Exercise task »
Please write out, unchanged, the lines of the material below from the line containing "Task: place one keypoint per instance of the foamy" through the end of the material, including both ends.

Records provided »
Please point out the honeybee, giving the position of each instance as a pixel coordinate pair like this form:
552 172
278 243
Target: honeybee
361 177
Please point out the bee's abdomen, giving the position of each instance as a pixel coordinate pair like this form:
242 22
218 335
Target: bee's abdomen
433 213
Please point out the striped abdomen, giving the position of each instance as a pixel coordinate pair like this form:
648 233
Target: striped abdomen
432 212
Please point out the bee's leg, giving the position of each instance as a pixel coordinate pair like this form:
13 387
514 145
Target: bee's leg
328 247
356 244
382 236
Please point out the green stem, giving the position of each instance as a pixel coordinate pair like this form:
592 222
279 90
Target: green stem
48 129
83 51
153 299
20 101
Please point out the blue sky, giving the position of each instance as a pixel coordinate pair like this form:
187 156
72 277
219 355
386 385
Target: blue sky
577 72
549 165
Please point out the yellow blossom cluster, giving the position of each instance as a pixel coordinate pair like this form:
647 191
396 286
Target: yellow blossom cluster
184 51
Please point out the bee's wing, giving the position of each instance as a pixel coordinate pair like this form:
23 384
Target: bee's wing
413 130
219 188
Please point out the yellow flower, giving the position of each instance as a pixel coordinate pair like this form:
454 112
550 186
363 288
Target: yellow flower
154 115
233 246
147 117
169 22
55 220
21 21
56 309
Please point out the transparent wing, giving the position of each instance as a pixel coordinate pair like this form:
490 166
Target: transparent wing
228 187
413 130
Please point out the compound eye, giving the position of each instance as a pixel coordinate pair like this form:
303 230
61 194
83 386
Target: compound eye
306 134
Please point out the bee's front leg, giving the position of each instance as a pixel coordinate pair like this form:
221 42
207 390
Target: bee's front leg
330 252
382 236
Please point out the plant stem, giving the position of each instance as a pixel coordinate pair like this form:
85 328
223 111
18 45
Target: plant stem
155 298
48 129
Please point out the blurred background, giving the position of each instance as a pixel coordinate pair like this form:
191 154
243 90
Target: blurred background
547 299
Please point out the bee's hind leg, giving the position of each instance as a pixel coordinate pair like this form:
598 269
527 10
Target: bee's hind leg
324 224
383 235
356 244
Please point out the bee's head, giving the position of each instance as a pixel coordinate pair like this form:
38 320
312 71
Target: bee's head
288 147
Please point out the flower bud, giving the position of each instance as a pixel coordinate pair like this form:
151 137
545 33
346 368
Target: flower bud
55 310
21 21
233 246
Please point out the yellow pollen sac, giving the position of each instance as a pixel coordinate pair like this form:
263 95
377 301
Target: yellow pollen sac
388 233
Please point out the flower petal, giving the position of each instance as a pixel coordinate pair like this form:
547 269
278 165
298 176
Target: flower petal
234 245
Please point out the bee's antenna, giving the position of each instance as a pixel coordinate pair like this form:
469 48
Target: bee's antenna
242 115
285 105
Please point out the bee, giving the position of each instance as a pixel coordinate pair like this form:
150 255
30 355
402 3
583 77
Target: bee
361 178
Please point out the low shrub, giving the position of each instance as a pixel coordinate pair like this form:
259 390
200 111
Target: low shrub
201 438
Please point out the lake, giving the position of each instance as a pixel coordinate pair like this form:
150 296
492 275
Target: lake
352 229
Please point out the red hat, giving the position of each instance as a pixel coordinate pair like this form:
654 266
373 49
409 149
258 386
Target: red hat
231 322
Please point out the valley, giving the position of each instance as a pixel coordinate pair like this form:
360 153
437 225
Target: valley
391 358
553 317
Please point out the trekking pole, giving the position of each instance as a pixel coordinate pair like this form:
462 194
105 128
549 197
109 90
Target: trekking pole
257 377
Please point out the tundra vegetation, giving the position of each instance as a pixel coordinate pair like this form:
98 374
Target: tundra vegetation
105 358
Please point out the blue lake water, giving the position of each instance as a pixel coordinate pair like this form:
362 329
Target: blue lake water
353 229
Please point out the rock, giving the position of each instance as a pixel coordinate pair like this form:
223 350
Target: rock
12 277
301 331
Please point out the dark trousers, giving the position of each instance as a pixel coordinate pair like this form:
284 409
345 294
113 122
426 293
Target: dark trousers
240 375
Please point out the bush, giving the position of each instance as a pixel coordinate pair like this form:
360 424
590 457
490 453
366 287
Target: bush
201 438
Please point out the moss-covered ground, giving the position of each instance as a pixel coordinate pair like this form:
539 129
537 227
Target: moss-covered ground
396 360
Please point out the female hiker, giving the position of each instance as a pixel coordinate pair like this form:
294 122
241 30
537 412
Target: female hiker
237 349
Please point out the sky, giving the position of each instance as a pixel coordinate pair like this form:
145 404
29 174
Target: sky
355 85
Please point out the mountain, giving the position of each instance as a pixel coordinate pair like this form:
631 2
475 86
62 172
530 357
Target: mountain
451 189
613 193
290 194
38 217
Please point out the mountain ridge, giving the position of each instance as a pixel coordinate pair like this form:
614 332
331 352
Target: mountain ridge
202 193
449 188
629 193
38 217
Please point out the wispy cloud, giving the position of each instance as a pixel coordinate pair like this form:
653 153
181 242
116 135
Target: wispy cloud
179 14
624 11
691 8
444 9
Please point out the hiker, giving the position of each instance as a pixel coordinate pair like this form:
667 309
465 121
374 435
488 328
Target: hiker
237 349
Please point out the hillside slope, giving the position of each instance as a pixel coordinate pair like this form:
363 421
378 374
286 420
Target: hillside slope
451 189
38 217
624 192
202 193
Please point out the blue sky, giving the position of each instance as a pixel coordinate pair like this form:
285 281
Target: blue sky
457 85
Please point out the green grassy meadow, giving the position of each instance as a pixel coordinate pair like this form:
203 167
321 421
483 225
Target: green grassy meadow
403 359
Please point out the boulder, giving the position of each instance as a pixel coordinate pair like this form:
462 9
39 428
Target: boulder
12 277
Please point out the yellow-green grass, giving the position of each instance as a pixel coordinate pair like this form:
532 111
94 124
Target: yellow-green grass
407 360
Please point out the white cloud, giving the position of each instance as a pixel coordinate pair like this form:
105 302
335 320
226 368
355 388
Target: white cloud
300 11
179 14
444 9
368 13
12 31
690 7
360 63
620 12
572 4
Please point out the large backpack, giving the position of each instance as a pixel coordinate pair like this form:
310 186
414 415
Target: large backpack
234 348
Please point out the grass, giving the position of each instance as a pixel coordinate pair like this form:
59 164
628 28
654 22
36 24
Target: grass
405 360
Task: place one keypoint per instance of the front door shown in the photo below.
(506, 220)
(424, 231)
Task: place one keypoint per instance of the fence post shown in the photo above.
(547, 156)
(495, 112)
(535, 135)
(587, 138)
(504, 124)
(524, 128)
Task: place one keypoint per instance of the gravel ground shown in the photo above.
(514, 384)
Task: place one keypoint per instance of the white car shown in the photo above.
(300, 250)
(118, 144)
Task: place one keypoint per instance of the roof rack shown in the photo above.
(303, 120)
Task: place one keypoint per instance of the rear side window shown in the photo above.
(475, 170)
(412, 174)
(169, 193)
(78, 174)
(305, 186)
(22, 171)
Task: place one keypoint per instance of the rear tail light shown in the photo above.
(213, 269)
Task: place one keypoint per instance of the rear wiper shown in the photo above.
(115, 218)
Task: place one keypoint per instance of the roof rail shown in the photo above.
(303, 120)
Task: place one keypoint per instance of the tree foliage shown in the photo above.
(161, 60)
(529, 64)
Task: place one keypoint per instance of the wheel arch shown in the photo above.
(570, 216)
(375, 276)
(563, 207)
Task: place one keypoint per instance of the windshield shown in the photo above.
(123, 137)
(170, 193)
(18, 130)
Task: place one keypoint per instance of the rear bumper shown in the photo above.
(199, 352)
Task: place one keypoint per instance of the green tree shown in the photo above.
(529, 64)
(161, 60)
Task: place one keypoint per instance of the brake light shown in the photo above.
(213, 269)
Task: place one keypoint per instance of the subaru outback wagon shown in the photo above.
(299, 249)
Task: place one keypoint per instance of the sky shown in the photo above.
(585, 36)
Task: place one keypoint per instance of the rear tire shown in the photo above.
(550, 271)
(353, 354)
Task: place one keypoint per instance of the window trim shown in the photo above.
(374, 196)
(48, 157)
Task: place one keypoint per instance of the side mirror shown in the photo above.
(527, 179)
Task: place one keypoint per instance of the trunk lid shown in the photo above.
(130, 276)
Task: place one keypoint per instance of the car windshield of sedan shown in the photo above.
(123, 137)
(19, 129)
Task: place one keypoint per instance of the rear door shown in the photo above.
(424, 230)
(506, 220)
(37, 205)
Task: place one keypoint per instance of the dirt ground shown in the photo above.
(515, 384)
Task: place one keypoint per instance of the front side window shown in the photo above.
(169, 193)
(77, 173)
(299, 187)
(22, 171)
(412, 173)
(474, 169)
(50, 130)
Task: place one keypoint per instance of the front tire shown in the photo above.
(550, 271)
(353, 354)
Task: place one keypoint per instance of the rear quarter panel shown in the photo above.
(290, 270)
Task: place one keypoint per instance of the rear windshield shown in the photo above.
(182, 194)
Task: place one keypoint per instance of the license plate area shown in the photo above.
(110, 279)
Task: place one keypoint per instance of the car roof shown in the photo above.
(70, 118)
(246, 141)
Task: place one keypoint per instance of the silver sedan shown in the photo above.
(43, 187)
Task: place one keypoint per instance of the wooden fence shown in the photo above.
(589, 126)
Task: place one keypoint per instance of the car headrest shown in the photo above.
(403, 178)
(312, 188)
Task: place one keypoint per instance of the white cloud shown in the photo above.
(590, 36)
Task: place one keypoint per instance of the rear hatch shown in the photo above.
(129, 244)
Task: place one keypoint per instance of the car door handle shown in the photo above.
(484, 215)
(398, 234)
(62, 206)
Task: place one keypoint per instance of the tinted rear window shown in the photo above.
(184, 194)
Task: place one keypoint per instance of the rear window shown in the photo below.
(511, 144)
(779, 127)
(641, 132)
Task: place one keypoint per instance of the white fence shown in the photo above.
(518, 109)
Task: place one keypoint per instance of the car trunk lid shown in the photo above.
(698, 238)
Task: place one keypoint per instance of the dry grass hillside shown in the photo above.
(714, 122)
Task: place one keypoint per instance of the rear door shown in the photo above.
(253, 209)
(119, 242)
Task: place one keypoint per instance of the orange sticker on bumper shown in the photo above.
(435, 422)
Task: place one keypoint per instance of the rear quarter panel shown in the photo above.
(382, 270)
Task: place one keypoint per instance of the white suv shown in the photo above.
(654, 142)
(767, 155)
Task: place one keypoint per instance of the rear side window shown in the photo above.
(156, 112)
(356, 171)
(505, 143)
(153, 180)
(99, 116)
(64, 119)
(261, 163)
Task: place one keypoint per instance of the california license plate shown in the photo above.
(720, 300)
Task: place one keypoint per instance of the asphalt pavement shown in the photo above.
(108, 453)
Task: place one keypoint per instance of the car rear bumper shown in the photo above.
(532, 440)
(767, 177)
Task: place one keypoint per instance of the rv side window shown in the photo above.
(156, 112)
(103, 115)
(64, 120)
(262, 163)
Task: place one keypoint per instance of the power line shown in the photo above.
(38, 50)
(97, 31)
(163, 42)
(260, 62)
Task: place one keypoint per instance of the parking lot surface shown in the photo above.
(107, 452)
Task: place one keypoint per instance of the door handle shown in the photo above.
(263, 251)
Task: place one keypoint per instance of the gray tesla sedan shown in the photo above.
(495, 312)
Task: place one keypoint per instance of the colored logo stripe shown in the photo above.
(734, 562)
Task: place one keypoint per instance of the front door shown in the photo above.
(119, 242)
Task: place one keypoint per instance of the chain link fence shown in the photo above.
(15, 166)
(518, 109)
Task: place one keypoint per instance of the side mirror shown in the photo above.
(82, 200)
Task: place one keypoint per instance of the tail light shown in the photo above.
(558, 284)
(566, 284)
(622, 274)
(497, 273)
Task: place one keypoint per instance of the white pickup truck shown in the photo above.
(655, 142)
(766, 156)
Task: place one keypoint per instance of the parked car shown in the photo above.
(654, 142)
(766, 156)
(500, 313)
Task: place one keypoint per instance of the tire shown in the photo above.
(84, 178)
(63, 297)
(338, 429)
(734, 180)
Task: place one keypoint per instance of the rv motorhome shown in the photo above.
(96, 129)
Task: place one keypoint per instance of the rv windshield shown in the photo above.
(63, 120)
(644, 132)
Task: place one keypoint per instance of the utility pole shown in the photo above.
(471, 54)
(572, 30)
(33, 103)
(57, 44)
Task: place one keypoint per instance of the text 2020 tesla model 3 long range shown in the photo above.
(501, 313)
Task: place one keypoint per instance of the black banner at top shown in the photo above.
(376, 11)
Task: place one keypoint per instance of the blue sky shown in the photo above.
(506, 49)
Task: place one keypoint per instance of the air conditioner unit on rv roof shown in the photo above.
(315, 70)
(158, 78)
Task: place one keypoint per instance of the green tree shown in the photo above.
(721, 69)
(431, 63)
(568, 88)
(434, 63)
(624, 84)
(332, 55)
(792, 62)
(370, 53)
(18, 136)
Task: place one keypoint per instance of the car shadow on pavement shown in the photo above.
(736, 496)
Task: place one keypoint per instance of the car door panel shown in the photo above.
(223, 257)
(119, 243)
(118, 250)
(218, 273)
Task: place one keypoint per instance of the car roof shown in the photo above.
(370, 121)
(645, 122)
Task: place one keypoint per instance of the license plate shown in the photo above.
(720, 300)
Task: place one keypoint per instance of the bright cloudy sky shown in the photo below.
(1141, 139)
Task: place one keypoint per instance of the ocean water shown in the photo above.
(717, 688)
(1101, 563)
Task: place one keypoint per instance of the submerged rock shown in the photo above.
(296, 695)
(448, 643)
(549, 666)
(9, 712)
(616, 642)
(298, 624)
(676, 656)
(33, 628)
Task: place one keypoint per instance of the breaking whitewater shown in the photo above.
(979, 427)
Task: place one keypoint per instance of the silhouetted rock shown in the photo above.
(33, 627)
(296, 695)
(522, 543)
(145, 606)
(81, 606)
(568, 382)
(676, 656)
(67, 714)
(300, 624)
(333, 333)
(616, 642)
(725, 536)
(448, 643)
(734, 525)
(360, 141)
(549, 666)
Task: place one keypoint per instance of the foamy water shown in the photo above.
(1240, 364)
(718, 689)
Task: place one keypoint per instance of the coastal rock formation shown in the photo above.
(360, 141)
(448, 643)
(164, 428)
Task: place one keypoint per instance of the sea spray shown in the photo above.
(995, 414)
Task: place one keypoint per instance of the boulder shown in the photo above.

Answer »
Task: place one keypoint per instance of the foamy water shown in the photo above.
(1240, 364)
(718, 689)
Task: place one keypoint per instance of the coastal rock formation shown in the photo above.
(360, 141)
(448, 643)
(164, 428)
Task: place one keypoint per instance of the sea spray shown in the photo above.
(995, 414)
Task: place one keypoint per instance of the boulder shown in the photo above.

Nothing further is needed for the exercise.